DOCUMENT EXCERPT ->

_ _ _ _ _

April 11 is National Pet Day, a day to celebrate the bond between humans and their animals and all the ways that animals enrich our lives. So many writers have shared their lives with pets so let’s take this opportunity to celebrate HMH authors and their animals. Among HMH authors there are dog people and cat people and those who owned both, as well as those who owned more exotic pets. This is by no means a definitive list, it is rather a celebration of writers and animals and that joy that both books and pets can bring to our lives.
It’s probably no surprise that Rachel Carson, seen here as a child reading to her dog, would be an animal lover. Her life’s work was about protecting the natural world and she is remembered and honored for stopping the spread of DDT and other insecticides that were harming every living thing. And while she had dogs as a child when she grew up she favored cats, seen here doing what cats do best, interrupting work:
Gertrude Stein was a dog lover, and she felt that her dog enhanced her understanding of her work. She and her partner Alice B. Toklas owned a white Standard Poodle named Basket. When Basket died the two women got another and named him Basket II.
Toklas said, “Basket, a large, unwieldy white poodle, still will get up on Gertrude’s lap and stay there. She says that listening to the rhythm of his water drinking made her recognize the difference between sentences and paragraphs; that paragraphs are emotional and sentences are not.”

_ _ _ _ _

SUPPLIED RECORDS ->
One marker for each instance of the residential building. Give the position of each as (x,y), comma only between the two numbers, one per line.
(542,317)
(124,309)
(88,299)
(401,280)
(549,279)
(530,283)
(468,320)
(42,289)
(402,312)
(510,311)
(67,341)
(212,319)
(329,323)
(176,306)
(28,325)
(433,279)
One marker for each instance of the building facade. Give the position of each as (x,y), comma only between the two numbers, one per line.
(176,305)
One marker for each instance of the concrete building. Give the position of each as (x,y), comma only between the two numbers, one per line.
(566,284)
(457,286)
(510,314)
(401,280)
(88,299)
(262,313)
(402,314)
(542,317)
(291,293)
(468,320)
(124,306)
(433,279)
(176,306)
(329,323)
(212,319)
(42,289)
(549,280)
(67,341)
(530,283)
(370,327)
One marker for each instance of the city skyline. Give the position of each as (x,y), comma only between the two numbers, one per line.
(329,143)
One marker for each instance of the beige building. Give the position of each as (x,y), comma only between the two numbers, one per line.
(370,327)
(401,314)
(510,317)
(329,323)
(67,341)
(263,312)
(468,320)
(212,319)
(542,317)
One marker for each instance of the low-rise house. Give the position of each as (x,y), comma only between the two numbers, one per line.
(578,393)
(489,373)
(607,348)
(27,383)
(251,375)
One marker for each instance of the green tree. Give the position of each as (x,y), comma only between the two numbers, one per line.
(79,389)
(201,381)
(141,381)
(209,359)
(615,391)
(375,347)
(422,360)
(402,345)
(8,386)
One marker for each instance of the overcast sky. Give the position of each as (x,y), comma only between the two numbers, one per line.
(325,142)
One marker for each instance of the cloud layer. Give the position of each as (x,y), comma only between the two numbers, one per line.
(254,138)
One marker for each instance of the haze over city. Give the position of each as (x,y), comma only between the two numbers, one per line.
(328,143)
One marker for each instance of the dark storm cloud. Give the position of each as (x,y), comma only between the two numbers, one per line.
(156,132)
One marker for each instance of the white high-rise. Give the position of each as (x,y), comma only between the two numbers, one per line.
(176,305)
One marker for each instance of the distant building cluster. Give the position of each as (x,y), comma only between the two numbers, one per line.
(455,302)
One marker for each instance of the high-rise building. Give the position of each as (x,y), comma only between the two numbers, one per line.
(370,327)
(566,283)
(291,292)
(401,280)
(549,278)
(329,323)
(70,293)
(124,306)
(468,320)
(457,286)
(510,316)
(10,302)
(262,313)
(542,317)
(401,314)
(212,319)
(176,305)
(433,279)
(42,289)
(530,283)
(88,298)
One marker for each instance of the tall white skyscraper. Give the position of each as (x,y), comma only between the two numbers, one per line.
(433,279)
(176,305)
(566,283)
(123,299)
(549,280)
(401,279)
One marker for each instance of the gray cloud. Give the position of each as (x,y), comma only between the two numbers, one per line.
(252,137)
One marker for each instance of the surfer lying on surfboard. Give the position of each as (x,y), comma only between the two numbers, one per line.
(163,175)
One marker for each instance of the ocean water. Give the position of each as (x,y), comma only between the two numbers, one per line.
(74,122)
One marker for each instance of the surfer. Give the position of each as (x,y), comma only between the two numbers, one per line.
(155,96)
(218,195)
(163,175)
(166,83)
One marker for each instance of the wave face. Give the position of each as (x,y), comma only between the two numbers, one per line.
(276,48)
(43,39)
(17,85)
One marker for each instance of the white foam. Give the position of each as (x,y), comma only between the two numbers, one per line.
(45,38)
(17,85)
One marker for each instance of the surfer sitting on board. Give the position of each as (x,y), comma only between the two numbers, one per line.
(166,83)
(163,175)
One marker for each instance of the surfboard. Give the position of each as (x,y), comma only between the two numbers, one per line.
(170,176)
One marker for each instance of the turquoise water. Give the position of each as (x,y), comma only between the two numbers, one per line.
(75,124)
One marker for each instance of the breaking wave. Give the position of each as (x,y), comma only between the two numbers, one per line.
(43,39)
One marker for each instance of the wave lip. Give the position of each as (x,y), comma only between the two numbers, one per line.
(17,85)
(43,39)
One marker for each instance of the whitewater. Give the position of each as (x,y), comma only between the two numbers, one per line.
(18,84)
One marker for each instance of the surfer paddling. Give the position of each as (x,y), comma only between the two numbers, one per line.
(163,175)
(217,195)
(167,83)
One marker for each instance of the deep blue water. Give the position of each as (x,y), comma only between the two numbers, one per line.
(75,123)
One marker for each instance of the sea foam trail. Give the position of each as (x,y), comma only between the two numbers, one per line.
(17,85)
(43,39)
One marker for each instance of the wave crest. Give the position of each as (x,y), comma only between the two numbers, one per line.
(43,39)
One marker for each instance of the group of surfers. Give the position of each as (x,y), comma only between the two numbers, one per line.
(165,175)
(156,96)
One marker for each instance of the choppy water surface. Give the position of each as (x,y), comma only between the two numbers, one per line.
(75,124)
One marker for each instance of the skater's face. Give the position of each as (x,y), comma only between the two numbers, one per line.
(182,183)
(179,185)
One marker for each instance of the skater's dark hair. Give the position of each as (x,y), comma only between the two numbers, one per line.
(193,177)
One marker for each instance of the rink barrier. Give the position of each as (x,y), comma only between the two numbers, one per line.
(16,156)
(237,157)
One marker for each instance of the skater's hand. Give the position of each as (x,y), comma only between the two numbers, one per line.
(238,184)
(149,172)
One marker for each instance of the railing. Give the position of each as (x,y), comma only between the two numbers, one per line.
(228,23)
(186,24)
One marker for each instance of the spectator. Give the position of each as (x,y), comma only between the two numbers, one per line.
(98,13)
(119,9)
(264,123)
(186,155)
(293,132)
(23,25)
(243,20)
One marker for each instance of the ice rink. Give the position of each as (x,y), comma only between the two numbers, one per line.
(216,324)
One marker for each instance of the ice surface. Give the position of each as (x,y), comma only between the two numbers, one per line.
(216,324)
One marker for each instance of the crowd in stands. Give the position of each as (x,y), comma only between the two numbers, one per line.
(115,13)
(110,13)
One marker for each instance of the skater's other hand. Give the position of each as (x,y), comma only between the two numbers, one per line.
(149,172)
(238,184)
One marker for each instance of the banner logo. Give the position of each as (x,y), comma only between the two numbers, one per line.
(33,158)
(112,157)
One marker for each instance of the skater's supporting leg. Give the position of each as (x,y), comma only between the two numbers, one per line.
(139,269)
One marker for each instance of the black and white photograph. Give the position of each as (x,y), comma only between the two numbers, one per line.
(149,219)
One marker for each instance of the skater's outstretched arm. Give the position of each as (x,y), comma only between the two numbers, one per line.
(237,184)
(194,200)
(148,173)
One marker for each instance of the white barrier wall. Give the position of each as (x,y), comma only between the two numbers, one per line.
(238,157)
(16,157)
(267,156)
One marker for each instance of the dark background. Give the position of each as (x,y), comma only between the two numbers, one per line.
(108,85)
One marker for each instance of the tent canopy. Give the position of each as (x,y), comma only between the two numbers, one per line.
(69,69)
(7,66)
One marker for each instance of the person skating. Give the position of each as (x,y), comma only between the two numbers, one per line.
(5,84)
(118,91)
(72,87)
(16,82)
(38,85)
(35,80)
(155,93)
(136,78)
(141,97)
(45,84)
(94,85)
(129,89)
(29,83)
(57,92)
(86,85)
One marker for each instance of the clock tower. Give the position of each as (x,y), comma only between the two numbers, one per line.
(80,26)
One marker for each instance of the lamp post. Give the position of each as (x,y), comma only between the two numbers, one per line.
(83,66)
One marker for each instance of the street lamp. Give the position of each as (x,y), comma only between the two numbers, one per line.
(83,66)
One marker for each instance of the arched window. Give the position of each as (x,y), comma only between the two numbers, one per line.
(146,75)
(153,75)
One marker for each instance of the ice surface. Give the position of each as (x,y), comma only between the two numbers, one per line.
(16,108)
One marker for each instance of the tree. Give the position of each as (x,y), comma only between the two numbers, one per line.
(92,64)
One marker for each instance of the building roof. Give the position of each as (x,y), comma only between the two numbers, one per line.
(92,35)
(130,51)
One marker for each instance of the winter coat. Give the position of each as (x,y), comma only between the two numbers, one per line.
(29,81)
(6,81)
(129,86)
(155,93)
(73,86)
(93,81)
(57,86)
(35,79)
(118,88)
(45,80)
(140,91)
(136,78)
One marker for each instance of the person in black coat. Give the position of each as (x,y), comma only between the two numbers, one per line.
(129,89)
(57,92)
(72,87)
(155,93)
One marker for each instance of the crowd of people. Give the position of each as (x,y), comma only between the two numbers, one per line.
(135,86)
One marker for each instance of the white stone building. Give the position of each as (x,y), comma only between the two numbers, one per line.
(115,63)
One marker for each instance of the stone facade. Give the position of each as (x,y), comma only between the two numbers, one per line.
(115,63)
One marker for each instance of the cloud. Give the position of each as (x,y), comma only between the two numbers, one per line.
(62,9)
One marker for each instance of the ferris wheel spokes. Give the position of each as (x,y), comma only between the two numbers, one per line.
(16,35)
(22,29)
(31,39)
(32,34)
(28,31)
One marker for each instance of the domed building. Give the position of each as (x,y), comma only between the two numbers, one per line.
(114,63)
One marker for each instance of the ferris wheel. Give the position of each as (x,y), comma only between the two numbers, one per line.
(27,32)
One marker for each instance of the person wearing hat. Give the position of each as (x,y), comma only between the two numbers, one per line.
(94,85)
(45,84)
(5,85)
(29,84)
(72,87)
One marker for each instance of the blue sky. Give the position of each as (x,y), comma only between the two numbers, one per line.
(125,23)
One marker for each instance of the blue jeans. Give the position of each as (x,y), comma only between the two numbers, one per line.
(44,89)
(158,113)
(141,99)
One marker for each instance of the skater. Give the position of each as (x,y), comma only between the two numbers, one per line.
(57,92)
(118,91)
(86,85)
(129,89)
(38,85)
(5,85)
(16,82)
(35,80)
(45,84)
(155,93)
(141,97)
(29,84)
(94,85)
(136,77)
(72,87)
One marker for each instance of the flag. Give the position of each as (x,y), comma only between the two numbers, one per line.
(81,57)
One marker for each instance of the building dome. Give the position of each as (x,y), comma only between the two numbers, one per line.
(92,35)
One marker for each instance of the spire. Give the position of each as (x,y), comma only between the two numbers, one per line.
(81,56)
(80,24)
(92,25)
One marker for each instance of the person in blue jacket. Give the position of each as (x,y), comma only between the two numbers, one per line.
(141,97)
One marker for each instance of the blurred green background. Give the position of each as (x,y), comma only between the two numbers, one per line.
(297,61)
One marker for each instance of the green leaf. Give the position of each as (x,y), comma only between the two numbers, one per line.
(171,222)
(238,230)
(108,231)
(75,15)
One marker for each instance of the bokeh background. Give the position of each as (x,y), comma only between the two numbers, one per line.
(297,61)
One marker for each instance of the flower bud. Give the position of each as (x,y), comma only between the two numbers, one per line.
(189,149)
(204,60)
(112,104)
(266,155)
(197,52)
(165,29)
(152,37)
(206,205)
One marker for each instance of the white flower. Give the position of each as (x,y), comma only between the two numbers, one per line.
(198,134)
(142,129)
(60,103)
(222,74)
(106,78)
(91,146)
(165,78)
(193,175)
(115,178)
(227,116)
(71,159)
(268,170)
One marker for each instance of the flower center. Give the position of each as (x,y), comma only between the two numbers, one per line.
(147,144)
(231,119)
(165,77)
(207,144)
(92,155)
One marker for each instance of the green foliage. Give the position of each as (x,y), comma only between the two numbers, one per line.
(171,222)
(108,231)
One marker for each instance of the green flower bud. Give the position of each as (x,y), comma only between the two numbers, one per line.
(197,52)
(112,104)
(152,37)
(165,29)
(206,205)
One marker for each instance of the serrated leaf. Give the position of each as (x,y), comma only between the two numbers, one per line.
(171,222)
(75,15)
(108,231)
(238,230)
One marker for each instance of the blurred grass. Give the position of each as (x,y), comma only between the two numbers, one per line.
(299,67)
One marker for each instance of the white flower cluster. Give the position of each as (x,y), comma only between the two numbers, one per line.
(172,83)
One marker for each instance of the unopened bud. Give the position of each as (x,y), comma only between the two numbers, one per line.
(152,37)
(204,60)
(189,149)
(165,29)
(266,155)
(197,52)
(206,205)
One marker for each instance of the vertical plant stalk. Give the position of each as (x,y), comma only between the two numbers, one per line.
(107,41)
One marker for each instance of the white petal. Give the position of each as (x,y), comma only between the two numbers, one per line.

_ _ _ _ _

TASKS AND EXERCISES ->
1 > Output the stretch of the piece on authors and their pets from "It’s probably no" through "him Basket II.", copied word for word.
2 > Answer these questions about the piece on authors and their pets:
(a) On what date is National Pet Day?
(b) Which animals did Rachel Carson favor once she grew up?
(c) What kind of dog was Basket?
3 > Carry the piece on authors and their pets further, starting after its last sentence.

ANSWERS BY TASK ->
1 >
It’s probably no surprise that Rachel Carson, seen here as a child reading to her dog, would be an animal lover. Her life’s work was about protecting the natural world and she is remembered and honored for stopping the spread of DDT and other insecticides that were harming every living thing. And while she had dogs as a child when she grew up she favored cats, seen here doing what cats do best, interrupting work:
Gertrude Stein was a dog lover, and she felt that her dog enhanced her understanding of her work. She and her partner Alice B. Toklas owned a white Standard Poodle named Basket. When Basket died the two women got another and named him Basket II.

2 >
(a) April 11
(b) Cats
(c) A white Standard Poodle

3 >
Animals formed a large part of Virginia Woolf’s life and work. She and her circle often used animal names for each other: Virginia was known as Goat, her sister, Vanessa Bell, as Dolphin, and her husband, Leonard, as Mongoose. Woolf’s diary mentions that she bought a “beautiful cat, a Persian” with the first money she earned with her writing. Alas, there is no picture of that cat available, but there are several photographs of Woolf with her dogs. Here she is in 1926 with Leonard and their dog:
And here she is about ten years later with another dog, Pinka:
Woolf even wrote a book about a dog, FLUSH (1933), a biography of poet Elizabeth Barrett Browning’s dog. Woolf intended the book as a joke, poking fun at her good friend the biographer (and HMH author) Lytton Strachey and she was embarrassed by its success.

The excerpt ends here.